╭─ Excerpted passage

People forget that we cared for the young and old, protected our community from Klan attacks and drug pushers, and established Freedom Schools, separate and apart from the mainstream school system. We did not, and still do not, trust just anybody to teach our kids. The terrible situation in the school system today is a result of our demise as a left-wing political party. The infiltration of drugs and pimping came in over our dead bodies. The early black-on-black crimes and shootouts were the results of the wars between the Panthers and the drug lords and pimps. But we could not fight them and defend ourselves against rabid law enforcement at the same time.

Stanley “Tookie” Williams and the Crips and Bloods originally came into existence as protectorates of the community, to fill the vacuum created by the demise of the Black Panthers Party. But they had no leadership who could steer them past exploitation and corruption. Millionaires and billionaires financed the drug trade. Drug producing Third World countries base their agricultural economies on it. The victims of the trade are our children. And, yet they are the most criminalized.

╰─
╭─ Record excerpts

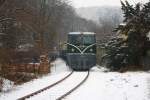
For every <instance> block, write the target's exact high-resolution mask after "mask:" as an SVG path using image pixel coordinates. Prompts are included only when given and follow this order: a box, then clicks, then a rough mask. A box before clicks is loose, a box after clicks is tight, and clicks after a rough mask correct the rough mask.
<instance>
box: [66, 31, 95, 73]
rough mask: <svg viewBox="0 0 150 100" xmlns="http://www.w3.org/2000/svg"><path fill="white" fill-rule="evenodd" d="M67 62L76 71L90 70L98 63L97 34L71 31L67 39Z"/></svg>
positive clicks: (70, 66)
mask: <svg viewBox="0 0 150 100" xmlns="http://www.w3.org/2000/svg"><path fill="white" fill-rule="evenodd" d="M66 56H67V64H68V65H69V67H70V68H71V69H73V70H76V71H85V70H89V69H90V68H91V67H93V66H95V65H96V34H95V33H93V32H70V33H69V34H68V41H67V54H66Z"/></svg>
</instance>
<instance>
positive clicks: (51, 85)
mask: <svg viewBox="0 0 150 100" xmlns="http://www.w3.org/2000/svg"><path fill="white" fill-rule="evenodd" d="M73 72H74V71H72V72H70V73H69V74H68V75H67V76H65V77H64V78H62V79H61V80H59V81H57V82H55V83H53V84H51V85H49V86H47V87H45V88H42V89H40V90H38V91H36V92H33V93H31V94H29V95H26V96H24V97H21V98H19V99H17V100H25V99H27V98H30V97H32V96H35V95H37V94H39V93H41V92H43V91H45V90H47V89H50V88H52V87H54V86H55V85H57V84H59V83H61V82H62V81H64V80H66V79H67V78H68V77H69V76H71V75H72V74H73Z"/></svg>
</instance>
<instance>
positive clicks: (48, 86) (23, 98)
mask: <svg viewBox="0 0 150 100" xmlns="http://www.w3.org/2000/svg"><path fill="white" fill-rule="evenodd" d="M73 73H74V71H72V72H71V73H69V74H68V75H67V76H66V77H64V78H63V79H61V80H59V81H57V82H56V83H54V84H52V85H50V86H47V87H45V88H43V89H40V90H38V91H36V92H34V93H31V94H29V95H26V96H24V97H22V98H19V99H18V100H25V99H32V98H31V97H32V96H36V95H37V94H40V93H42V92H44V91H46V90H49V89H50V88H52V87H54V86H56V85H57V84H59V83H61V82H63V81H64V80H66V79H67V78H68V77H69V76H71V75H72V74H73ZM76 74H77V73H76ZM85 74H86V73H85ZM89 74H90V71H88V72H87V74H86V76H85V77H84V78H83V79H82V78H81V79H82V80H81V81H80V82H79V83H78V82H77V84H76V85H75V86H73V88H72V87H71V89H68V90H67V92H66V93H64V94H63V92H62V94H63V95H59V96H57V98H55V100H62V99H64V98H65V97H67V96H68V95H70V94H71V93H72V92H74V91H75V90H76V89H78V88H79V87H80V86H81V85H82V84H83V83H85V82H86V80H87V79H88V77H89ZM70 79H72V77H71V78H70ZM67 80H68V79H67ZM68 81H69V80H68ZM64 82H67V81H64ZM63 85H64V84H63ZM57 86H58V87H59V88H60V86H59V85H57ZM64 86H65V85H64ZM54 88H56V87H54ZM49 91H52V90H51V89H50V90H49ZM47 92H48V91H47ZM56 93H57V91H56ZM50 95H51V94H50Z"/></svg>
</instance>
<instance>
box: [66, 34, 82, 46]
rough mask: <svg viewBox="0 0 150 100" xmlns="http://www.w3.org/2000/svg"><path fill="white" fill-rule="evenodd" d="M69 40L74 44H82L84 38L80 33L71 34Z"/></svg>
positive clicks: (69, 42) (71, 42) (68, 37)
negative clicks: (80, 35) (81, 42)
mask: <svg viewBox="0 0 150 100" xmlns="http://www.w3.org/2000/svg"><path fill="white" fill-rule="evenodd" d="M68 42H69V43H70V44H74V45H80V44H81V42H82V38H81V36H80V35H69V36H68Z"/></svg>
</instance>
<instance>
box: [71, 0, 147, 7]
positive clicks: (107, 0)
mask: <svg viewBox="0 0 150 100" xmlns="http://www.w3.org/2000/svg"><path fill="white" fill-rule="evenodd" d="M69 1H71V4H72V5H73V6H74V7H75V8H80V7H91V6H120V0H69ZM123 1H125V0H123ZM128 1H129V2H130V3H132V4H135V3H137V2H148V1H149V0H128Z"/></svg>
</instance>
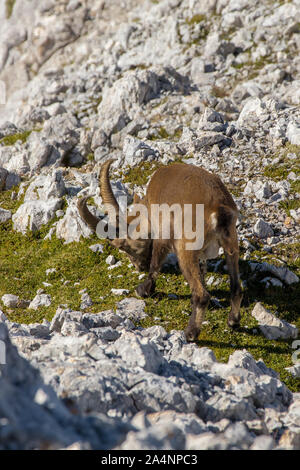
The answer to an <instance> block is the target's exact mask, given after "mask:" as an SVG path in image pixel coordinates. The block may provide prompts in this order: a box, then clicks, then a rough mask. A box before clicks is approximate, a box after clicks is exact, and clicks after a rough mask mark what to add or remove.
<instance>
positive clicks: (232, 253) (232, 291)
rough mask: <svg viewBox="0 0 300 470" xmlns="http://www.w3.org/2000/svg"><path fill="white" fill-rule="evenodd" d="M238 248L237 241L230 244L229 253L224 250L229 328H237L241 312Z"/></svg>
mask: <svg viewBox="0 0 300 470" xmlns="http://www.w3.org/2000/svg"><path fill="white" fill-rule="evenodd" d="M238 250H239V248H238V244H237V242H236V243H235V244H234V245H233V246H232V250H231V251H230V253H228V252H225V257H226V264H227V268H228V273H229V277H230V304H231V309H230V313H229V316H228V321H227V323H228V325H229V326H230V328H239V326H240V320H241V314H240V307H241V302H242V298H243V293H242V289H241V284H240V276H239V251H238Z"/></svg>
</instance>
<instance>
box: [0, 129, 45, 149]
mask: <svg viewBox="0 0 300 470" xmlns="http://www.w3.org/2000/svg"><path fill="white" fill-rule="evenodd" d="M41 130H42V129H41V128H39V129H31V130H30V131H24V132H17V133H16V134H11V135H6V136H5V137H2V139H0V145H4V146H8V145H15V143H16V142H18V141H19V140H20V141H21V142H22V144H24V143H25V142H26V140H27V139H28V137H29V136H30V134H31V133H32V132H40V131H41Z"/></svg>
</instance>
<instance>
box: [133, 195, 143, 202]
mask: <svg viewBox="0 0 300 470" xmlns="http://www.w3.org/2000/svg"><path fill="white" fill-rule="evenodd" d="M139 202H141V198H140V197H139V196H138V195H137V194H136V193H134V195H133V204H138V203H139Z"/></svg>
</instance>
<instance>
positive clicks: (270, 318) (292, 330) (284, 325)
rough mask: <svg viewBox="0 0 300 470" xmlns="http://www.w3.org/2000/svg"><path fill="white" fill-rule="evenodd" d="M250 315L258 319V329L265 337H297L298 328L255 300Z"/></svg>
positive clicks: (281, 337) (272, 337)
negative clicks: (270, 310) (290, 323)
mask: <svg viewBox="0 0 300 470" xmlns="http://www.w3.org/2000/svg"><path fill="white" fill-rule="evenodd" d="M251 315H252V316H253V317H254V318H255V319H256V320H257V321H258V323H259V329H260V331H261V332H262V334H263V335H264V336H265V337H266V338H267V339H278V338H284V339H287V338H297V336H298V329H297V328H296V327H295V325H291V324H290V323H288V322H287V321H285V320H280V319H279V318H277V317H276V316H275V315H273V314H272V313H271V312H269V311H268V310H266V309H265V308H264V306H263V305H262V304H261V303H260V302H257V303H256V304H255V307H254V309H253V310H252V313H251Z"/></svg>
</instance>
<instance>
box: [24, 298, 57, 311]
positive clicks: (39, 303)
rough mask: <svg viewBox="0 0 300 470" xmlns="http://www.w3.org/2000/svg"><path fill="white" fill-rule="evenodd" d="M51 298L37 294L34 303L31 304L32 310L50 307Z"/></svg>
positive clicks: (34, 299)
mask: <svg viewBox="0 0 300 470" xmlns="http://www.w3.org/2000/svg"><path fill="white" fill-rule="evenodd" d="M50 305H51V296H50V295H49V294H37V295H36V296H35V297H34V299H33V300H32V302H30V304H29V307H28V308H30V309H33V310H37V309H38V308H40V307H50Z"/></svg>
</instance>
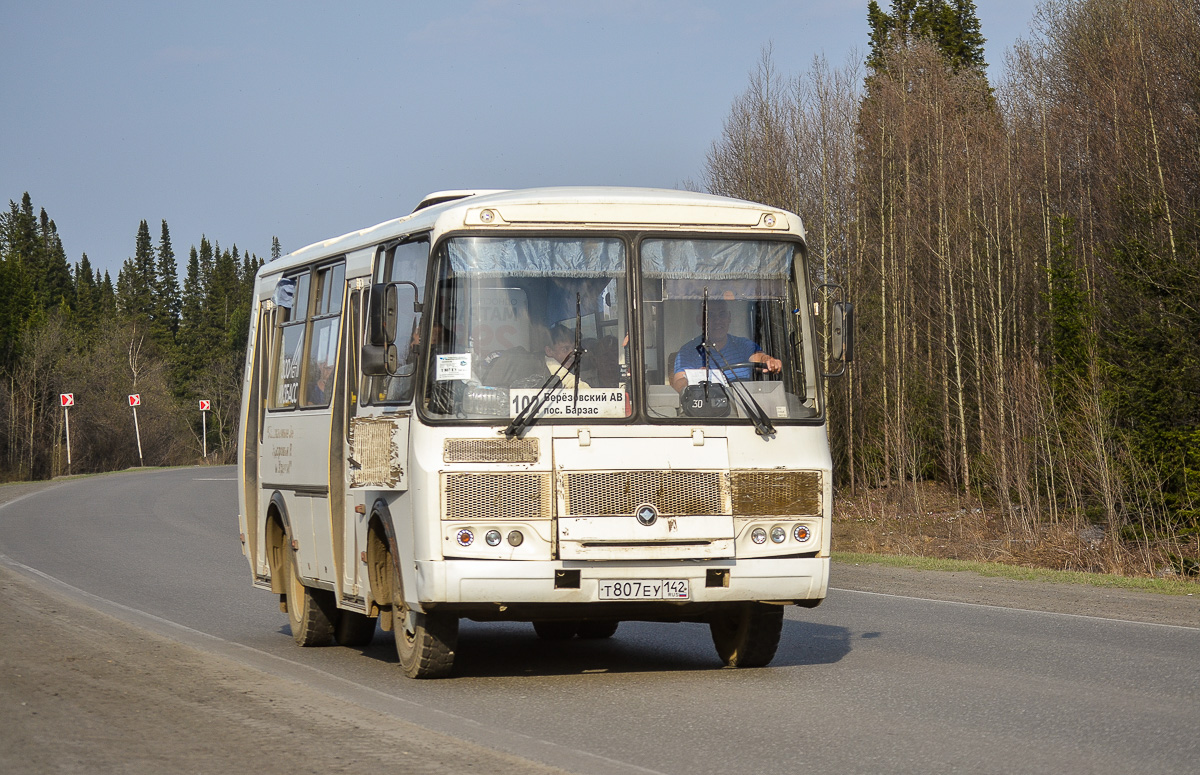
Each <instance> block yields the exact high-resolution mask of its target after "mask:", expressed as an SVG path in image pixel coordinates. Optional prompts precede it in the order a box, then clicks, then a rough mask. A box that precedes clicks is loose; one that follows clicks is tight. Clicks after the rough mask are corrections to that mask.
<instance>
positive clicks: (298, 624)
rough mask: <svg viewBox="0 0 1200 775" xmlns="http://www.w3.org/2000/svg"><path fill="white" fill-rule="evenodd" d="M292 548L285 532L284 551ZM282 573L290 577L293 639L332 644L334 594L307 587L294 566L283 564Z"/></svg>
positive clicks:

╰─

| Problems to solve |
**1.** In its opening sentence, the passage about the Black Panthers says that people forget certain things "we" did. List each of those things.
**2.** Reproduce the passage about the Black Panthers between "People forget that" and "the same time.", inclusive.
Nothing in the rows is needed here.

| Solutions |
**1.**
- Cared for the young and old
- Protected the community from Klan attacks and drug pushers
- Established Freedom Schools, separate and apart from the mainstream school system

**2.**
People forget that we cared for the young and old, protected our community from Klan attacks and drug pushers, and established Freedom Schools, separate and apart from the mainstream school system. We did not, and still do not, trust just anybody to teach our kids. The terrible situation in the school system today is a result of our demise as a left-wing political party. The infiltration of drugs and pimping came in over our dead bodies. The early black-on-black crimes and shootouts were the results of the wars between the Panthers and the drug lords and pimps. But we could not fight them and defend ourselves against rabid law enforcement at the same time.